TEXTE EXTRAIT:
**********
Par ailleurs, la situation de dépendance des « travailleurs » (entrepreneurs et salariés), qu'il oppose systématiquement aux financiers, « brasseurs d’affaires »[28], par rapport à l’intérêt porté au capital prêté est intolérable au regard de la Liberté :

« L’intérêt du capital représente le privilège accordé à certains membres de la société de voir, tout en restant oisifs, leur fortune se reproduire et s’accroître ; il représente le prix auquel les travailleurs sont forcés d’acquérir la possibilité de travailler ; il représente leur asservissement à une condition que, le plus souvent, ils ne peuvent débattre, et que jamais ils ne peuvent éluder[29]. »

Louis Blanc cherche à y remédier en proposant une intervention sociale et publique à la fois[30]. Seul l’État, « une réunion de gens de bien, choisis par leurs égaux pour guider la marche de tous dans les voies de la liberté »[31], peut remplir ce rôle d’émancipation du Travail en soutenant la propriété associative des outils de production. C’est au souverain qu’incombe la responsabilité et le pouvoir de donner le crédit et non à le recevoir. Ceci passe inévitablement par une nationalisation de la banque et un crédit gratuit aux associations. C’est l’aspect associatif (partage des bénéfices à égalité) de l’entreprise qui compense le taux d’intérêt que l’entreprise devra payer à l’État banquier.

Selon Blanc, le pouvoir financier du moment conditionne l’asservissement des individus à des taux dont ils ne peuvent discuter. Bien souvent, plus l’emprunt est nécessaire plus le taux augmente ce qui est absolument contre-productif socialement. Aussi, si aucune parité ne peut être faite entre le capital et le travail – car lorsque le travailleur meurt son travail disparaît avec lui tandis que le capital survit au capitaliste - le capital peut alors très bien appartenir aux travailleurs associés, indépendamment du capitaliste.
**********
DONNÉES EXTRAITES:
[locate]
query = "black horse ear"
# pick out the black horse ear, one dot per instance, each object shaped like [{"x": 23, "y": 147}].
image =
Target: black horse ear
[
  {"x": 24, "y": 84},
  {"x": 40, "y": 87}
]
**********
OBJECTIF:
Recopiez tel quel le passage du texte extrait qui commence par « Selon Blanc, le » et se termine par « indépendamment du capitaliste. ». Les entrées forment un ensemble distinct du texte extrait.

RÉPONSE ATTENDUE:
Selon Blanc, le pouvoir financier du moment conditionne l’asservissement des individus à des taux dont ils ne peuvent discuter. Bien souvent, plus l’emprunt est nécessaire plus le taux augmente ce qui est absolument contre-productif socialement. Aussi, si aucune parité ne peut être faite entre le capital et le travail – car lorsque le travailleur meurt son travail disparaît avec lui tandis que le capital survit au capitaliste - le capital peut alors très bien appartenir aux travailleurs associés, indépendamment du capitaliste.